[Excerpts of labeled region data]
____________

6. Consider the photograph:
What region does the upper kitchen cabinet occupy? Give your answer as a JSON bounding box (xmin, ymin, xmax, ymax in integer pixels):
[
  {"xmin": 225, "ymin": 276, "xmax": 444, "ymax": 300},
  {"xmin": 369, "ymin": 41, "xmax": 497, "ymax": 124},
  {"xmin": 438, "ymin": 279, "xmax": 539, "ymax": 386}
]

____________

YOUR OBJECTIVE
Rewrite the data above with "upper kitchen cabinet" replaced by "wall-mounted cupboard" and everything else left the same.

COMPLETE OUTPUT
6. Consider the photograph:
What region does the wall-mounted cupboard occupy? Give your answer as a JSON bounding box (xmin, ymin, xmax, ymax in integer pixels):
[
  {"xmin": 225, "ymin": 276, "xmax": 444, "ymax": 300},
  {"xmin": 369, "ymin": 41, "xmax": 497, "ymax": 124},
  {"xmin": 438, "ymin": 279, "xmax": 539, "ymax": 386}
]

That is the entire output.